------ Provided records ------

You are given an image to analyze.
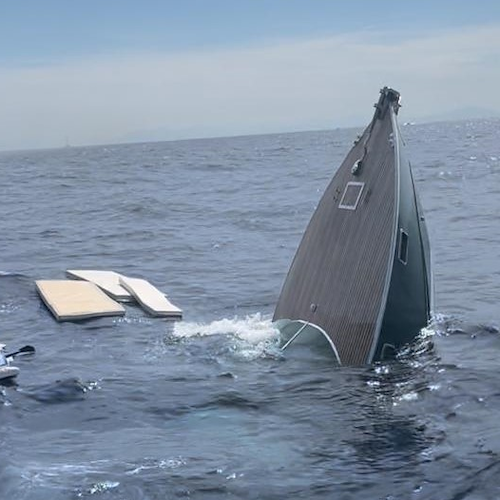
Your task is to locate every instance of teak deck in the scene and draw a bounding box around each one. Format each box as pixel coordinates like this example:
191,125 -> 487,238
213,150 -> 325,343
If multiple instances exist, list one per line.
66,269 -> 134,302
120,276 -> 182,318
35,280 -> 125,321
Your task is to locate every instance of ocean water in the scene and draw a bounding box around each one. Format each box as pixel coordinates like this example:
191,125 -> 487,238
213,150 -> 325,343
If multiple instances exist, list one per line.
0,120 -> 500,500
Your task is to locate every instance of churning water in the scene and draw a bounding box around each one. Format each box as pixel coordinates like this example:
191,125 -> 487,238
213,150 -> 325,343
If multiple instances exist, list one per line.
0,120 -> 500,500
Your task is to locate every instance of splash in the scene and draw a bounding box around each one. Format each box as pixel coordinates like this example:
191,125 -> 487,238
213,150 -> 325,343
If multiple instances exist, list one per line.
173,313 -> 281,361
173,313 -> 279,344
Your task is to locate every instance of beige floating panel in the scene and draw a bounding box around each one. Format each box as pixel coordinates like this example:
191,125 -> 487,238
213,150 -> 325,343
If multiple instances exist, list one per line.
120,276 -> 182,318
66,269 -> 134,302
35,280 -> 125,321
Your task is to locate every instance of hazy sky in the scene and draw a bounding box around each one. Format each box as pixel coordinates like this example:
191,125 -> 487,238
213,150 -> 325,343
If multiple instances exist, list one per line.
0,0 -> 500,149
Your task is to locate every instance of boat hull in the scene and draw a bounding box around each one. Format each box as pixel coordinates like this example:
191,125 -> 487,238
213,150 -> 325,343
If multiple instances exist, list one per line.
274,88 -> 431,365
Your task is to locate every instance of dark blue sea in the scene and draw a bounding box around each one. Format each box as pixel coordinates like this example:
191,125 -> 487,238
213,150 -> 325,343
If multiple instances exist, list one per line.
0,120 -> 500,500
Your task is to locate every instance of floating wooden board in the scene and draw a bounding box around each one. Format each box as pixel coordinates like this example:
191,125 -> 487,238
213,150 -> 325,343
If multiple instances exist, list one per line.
66,269 -> 134,302
120,276 -> 182,318
35,280 -> 125,321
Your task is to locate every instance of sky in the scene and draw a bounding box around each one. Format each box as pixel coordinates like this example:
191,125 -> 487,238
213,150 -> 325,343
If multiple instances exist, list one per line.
0,0 -> 500,150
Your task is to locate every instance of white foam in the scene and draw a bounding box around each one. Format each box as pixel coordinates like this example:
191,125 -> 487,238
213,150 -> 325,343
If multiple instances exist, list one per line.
173,313 -> 279,344
173,313 -> 281,361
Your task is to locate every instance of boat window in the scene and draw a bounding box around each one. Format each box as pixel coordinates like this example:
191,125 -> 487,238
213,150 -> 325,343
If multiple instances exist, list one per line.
398,229 -> 408,265
339,182 -> 365,210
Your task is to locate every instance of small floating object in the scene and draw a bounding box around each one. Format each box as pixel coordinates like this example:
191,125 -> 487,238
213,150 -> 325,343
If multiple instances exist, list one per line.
120,276 -> 182,318
66,269 -> 134,302
35,280 -> 125,321
0,344 -> 19,381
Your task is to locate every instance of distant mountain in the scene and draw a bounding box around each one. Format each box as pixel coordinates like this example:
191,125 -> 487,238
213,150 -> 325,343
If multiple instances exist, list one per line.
411,107 -> 500,123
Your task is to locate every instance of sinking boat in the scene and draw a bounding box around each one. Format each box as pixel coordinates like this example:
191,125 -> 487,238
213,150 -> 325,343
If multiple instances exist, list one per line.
273,87 -> 433,365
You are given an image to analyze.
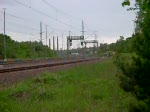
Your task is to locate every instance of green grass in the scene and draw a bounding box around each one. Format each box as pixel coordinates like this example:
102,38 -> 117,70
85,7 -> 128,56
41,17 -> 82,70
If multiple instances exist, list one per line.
0,59 -> 134,112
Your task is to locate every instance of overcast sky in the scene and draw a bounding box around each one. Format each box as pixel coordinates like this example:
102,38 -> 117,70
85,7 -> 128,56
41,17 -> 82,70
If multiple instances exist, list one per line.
0,0 -> 135,47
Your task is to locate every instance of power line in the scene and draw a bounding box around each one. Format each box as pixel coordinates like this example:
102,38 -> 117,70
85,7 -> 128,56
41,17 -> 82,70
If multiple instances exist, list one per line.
14,0 -> 77,30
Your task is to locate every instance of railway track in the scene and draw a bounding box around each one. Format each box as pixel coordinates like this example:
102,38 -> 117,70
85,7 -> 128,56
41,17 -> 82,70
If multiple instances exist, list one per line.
0,58 -> 98,74
0,58 -> 103,84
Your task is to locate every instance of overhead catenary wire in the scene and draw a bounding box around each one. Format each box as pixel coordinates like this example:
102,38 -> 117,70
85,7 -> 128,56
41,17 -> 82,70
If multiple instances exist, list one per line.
14,0 -> 79,30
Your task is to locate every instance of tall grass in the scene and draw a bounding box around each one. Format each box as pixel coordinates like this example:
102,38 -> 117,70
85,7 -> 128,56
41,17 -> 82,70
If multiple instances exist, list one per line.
0,60 -> 134,112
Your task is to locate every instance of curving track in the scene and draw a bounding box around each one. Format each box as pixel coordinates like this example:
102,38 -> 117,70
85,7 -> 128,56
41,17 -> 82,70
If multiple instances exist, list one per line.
0,58 -> 101,85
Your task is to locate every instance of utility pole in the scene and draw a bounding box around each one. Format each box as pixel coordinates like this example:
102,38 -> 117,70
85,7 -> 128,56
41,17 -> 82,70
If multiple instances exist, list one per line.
45,25 -> 47,46
53,36 -> 55,51
57,36 -> 59,51
81,20 -> 85,37
67,31 -> 71,57
62,33 -> 64,51
40,22 -> 43,44
49,39 -> 51,49
3,8 -> 7,61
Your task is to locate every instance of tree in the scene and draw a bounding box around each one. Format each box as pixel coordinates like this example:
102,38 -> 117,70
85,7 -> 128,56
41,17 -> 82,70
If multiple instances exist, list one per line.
117,0 -> 150,112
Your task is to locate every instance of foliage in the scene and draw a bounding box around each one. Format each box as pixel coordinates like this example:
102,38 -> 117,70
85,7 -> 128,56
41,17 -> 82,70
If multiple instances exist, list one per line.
0,59 -> 136,112
115,0 -> 150,112
0,34 -> 56,59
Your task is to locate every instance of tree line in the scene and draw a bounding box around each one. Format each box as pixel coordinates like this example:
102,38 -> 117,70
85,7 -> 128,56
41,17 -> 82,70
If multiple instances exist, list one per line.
0,34 -> 56,59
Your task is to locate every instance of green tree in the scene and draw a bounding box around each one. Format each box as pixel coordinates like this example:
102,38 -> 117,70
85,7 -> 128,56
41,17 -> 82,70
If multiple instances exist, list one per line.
117,0 -> 150,112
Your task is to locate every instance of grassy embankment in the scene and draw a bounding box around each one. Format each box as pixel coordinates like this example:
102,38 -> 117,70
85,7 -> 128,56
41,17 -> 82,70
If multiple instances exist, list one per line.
0,60 -> 134,112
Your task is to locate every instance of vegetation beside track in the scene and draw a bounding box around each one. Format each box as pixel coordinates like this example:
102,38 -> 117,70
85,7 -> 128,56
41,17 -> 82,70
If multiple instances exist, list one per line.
0,34 -> 56,59
0,59 -> 136,112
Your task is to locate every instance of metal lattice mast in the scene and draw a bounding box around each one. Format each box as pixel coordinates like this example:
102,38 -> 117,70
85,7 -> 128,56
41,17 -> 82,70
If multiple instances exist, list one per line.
3,8 -> 7,61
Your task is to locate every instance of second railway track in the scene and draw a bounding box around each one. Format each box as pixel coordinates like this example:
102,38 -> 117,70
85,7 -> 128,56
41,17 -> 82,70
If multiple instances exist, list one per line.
0,58 -> 99,74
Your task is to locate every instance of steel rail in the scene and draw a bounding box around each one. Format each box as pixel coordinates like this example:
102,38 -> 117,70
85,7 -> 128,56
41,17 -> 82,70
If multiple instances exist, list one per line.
0,58 -> 99,73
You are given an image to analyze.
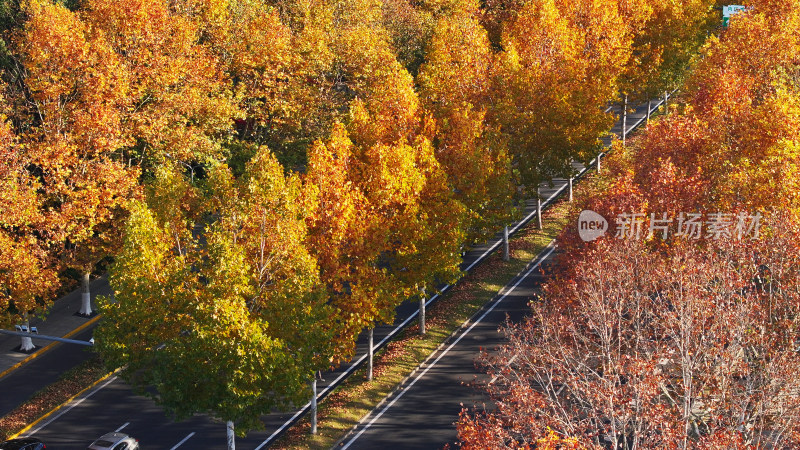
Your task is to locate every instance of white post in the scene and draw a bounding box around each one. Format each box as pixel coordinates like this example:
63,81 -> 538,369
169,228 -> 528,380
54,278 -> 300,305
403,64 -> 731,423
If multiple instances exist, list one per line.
78,271 -> 92,317
622,94 -> 628,147
536,188 -> 543,230
225,420 -> 236,450
19,313 -> 36,352
569,177 -> 572,201
367,328 -> 375,381
503,225 -> 511,261
419,289 -> 425,334
311,377 -> 317,434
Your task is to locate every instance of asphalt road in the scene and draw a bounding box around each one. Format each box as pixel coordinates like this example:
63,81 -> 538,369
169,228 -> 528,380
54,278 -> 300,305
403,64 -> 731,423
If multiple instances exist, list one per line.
7,95 -> 656,450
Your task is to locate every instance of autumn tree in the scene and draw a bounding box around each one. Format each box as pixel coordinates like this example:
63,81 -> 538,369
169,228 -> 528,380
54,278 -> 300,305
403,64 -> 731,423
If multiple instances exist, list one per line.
96,149 -> 337,448
459,229 -> 800,448
489,0 -> 630,195
418,5 -> 513,241
0,107 -> 58,351
80,0 -> 239,171
16,1 -> 139,315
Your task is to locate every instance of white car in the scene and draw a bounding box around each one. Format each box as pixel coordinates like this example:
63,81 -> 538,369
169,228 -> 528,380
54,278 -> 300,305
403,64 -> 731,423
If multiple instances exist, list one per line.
87,433 -> 139,450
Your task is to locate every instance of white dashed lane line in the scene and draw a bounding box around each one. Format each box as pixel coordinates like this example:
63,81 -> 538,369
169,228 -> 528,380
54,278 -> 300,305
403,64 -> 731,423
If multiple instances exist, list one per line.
169,431 -> 194,450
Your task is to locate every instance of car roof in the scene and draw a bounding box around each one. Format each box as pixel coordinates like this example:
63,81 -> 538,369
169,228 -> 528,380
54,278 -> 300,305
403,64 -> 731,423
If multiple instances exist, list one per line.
0,438 -> 42,450
95,431 -> 129,444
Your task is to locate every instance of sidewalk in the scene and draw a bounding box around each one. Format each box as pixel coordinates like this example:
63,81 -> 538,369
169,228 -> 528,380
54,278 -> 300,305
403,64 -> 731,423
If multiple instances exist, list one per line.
0,276 -> 111,380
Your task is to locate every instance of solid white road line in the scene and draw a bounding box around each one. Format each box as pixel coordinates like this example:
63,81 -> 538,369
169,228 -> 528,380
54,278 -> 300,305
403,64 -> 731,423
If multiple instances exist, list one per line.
25,375 -> 117,437
169,431 -> 194,450
342,241 -> 555,450
255,284 -> 450,450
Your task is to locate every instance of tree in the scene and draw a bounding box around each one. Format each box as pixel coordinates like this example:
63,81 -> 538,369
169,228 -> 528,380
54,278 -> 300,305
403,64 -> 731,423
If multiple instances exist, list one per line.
96,150 -> 337,446
80,0 -> 239,173
418,7 -> 513,241
0,107 -> 58,351
489,0 -> 630,195
459,229 -> 800,448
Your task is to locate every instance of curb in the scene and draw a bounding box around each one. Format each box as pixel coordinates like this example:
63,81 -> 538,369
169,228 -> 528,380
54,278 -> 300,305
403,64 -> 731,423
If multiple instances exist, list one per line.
0,314 -> 102,379
8,369 -> 119,439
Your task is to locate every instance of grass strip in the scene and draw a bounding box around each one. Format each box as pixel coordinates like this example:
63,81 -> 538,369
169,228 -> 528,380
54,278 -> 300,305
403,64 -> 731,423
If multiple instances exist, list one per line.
272,194 -> 571,450
0,355 -> 108,441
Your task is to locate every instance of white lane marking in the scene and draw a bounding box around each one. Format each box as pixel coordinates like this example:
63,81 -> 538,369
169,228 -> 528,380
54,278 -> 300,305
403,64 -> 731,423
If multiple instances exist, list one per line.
25,375 -> 117,437
169,431 -> 194,450
255,284 -> 450,450
342,241 -> 555,450
255,96 -> 663,450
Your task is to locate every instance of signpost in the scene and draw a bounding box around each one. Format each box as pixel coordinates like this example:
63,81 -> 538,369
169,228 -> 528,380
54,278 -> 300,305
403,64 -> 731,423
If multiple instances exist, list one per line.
722,5 -> 745,28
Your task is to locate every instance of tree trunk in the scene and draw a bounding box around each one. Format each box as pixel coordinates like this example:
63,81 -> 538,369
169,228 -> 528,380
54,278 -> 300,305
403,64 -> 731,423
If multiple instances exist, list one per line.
311,377 -> 317,434
503,225 -> 511,261
367,328 -> 375,381
19,313 -> 36,352
622,94 -> 628,147
419,289 -> 425,334
78,271 -> 92,317
225,420 -> 236,450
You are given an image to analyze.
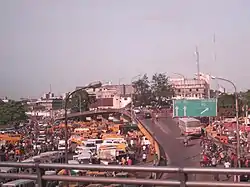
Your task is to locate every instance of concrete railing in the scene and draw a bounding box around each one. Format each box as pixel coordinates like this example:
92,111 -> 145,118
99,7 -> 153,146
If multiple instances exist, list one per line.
0,162 -> 250,187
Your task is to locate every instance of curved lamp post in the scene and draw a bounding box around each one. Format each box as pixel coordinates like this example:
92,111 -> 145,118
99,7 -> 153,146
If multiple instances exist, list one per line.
64,81 -> 102,164
211,76 -> 241,168
130,74 -> 141,117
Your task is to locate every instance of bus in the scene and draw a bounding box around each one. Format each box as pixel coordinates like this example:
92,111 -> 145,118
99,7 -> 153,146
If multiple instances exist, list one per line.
2,179 -> 36,187
179,118 -> 202,136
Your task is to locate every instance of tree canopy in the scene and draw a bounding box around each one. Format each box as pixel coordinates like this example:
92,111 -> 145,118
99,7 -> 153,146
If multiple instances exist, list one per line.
0,101 -> 27,125
68,90 -> 95,113
133,73 -> 174,106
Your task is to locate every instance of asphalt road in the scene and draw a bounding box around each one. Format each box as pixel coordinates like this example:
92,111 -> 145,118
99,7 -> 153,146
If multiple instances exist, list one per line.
141,114 -> 230,181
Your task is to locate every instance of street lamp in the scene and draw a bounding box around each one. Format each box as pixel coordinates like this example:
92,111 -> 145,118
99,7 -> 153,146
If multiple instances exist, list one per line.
211,76 -> 241,168
130,74 -> 141,117
64,81 -> 102,164
173,73 -> 186,98
118,77 -> 124,110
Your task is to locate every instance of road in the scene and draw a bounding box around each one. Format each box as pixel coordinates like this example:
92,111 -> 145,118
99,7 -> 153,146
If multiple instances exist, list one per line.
141,114 -> 229,181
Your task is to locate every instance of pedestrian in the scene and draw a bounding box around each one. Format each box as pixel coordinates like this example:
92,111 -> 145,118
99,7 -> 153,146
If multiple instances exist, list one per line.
142,153 -> 147,163
224,159 -> 231,179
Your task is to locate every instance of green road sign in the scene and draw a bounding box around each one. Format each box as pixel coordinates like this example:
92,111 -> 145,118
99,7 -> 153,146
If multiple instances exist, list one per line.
173,99 -> 217,117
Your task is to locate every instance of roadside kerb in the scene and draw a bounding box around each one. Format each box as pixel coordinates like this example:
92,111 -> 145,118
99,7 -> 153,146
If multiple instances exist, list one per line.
207,133 -> 236,150
121,111 -> 161,178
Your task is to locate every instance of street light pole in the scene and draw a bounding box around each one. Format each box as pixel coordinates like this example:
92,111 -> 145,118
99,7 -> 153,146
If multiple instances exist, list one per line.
78,95 -> 82,113
212,77 -> 241,168
174,73 -> 186,98
64,81 -> 102,164
130,74 -> 141,117
118,77 -> 123,110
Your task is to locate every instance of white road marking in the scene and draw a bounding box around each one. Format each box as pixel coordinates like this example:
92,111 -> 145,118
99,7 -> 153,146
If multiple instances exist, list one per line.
154,122 -> 170,134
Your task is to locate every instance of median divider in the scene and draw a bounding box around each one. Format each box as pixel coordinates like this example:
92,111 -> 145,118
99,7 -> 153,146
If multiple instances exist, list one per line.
207,130 -> 236,150
121,111 -> 162,179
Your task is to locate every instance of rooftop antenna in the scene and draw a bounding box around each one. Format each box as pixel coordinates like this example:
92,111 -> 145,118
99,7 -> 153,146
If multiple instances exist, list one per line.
195,46 -> 200,80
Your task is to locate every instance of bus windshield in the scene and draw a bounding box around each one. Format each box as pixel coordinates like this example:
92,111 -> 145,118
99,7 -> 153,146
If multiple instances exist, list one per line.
187,121 -> 201,127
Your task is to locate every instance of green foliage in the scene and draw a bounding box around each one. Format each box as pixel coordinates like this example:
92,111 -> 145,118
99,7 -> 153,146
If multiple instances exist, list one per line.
133,74 -> 152,106
133,74 -> 174,106
151,73 -> 174,106
0,101 -> 27,125
69,90 -> 95,113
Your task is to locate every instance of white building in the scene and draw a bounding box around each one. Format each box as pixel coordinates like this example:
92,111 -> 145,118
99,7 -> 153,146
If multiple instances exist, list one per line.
169,78 -> 210,99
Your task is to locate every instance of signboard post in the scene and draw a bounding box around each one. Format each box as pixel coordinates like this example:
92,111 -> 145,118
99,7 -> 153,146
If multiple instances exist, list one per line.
173,99 -> 217,117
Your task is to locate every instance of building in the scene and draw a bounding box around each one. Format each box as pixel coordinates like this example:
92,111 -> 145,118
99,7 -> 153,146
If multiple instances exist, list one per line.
76,84 -> 133,109
169,78 -> 210,99
28,92 -> 63,111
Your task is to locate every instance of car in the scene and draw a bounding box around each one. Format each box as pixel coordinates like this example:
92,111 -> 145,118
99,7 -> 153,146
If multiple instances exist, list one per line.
144,112 -> 152,118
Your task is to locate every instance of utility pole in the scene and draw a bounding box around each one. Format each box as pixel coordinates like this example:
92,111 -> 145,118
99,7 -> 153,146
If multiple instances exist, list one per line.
195,46 -> 200,80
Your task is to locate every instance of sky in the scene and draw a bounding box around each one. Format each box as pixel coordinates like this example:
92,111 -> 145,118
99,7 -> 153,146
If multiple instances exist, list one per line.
0,0 -> 250,98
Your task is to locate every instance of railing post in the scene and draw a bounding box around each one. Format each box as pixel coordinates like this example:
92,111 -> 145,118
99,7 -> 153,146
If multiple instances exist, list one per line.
180,169 -> 188,187
35,161 -> 46,187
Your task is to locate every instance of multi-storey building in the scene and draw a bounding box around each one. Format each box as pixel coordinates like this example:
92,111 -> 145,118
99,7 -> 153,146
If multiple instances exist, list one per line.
169,78 -> 210,99
76,84 -> 133,108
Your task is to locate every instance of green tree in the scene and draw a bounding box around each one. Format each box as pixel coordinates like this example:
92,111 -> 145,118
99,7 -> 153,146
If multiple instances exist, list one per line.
0,101 -> 27,125
151,73 -> 174,106
217,94 -> 235,117
133,74 -> 152,106
69,90 -> 95,113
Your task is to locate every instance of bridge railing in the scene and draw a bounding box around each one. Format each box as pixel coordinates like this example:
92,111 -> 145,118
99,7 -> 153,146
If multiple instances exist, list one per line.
0,162 -> 250,187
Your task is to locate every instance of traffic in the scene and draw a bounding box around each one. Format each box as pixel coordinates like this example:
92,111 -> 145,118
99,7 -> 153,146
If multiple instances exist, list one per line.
0,115 -> 154,187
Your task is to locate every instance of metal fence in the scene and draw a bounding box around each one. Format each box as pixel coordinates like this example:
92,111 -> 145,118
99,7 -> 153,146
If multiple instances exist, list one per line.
0,162 -> 250,187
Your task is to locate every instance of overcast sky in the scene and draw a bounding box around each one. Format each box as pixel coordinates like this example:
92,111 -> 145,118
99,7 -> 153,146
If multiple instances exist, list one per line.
0,0 -> 250,98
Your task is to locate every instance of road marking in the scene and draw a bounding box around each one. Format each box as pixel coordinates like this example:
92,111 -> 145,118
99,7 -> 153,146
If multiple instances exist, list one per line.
201,108 -> 209,114
175,106 -> 179,116
183,106 -> 187,116
155,122 -> 170,134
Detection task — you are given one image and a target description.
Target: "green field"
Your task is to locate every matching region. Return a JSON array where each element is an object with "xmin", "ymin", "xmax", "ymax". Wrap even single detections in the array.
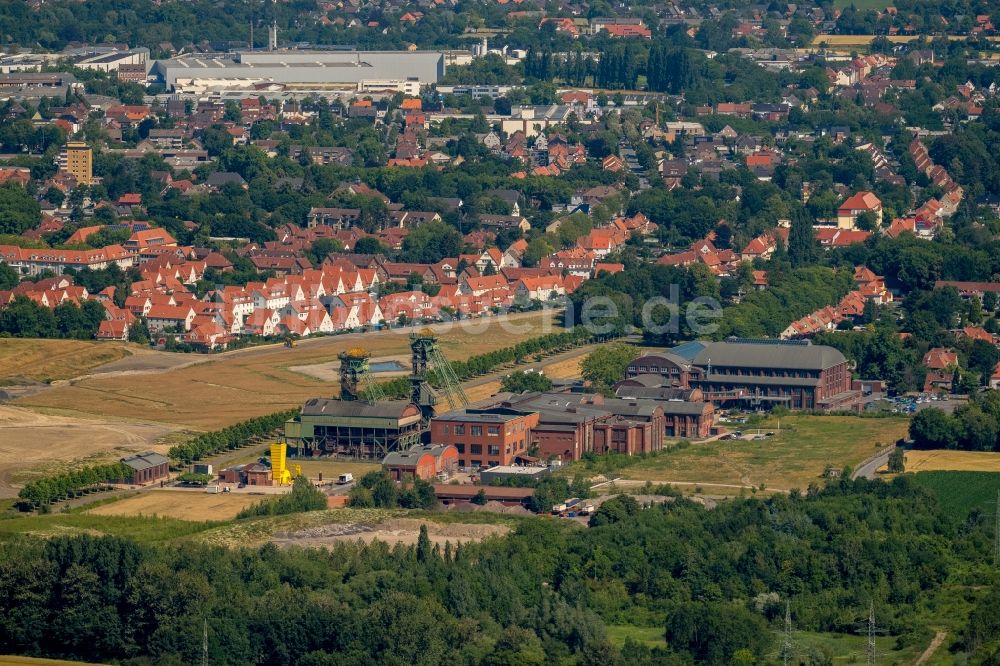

------

Please format the lines of the entries between the line holding "Your task is to locate every instance of power" and the line holding "0,58 -> 103,84", inclusive, as a Markdown table with the columns Row and Entry line. Leave out any blank lines and include no other lines.

# Output of the exercise
| Row | Entry line |
|---|---|
| 1 | Your task is to locate every instance of power line in the scene and draw a bounding box around each one. Format each box as pixel coordinates like this example: |
| 2 | 102,38 -> 117,70 |
| 3 | 85,7 -> 128,56 |
| 4 | 41,17 -> 82,70 |
| 5 | If multiple instances exist, list one per line. |
| 6 | 14,0 -> 77,30 |
| 7 | Your task is to locate every instance of railway track in the scene and draw a bounding box around each one. Format each box as pixel coordinates like this example: |
| 8 | 102,38 -> 117,70 |
| 9 | 85,7 -> 128,56 |
| 10 | 41,17 -> 82,70 |
| 11 | If multiple instances exist, list one per line. |
| 12 | 0,58 -> 98,74 |
| 13 | 0,58 -> 103,84 |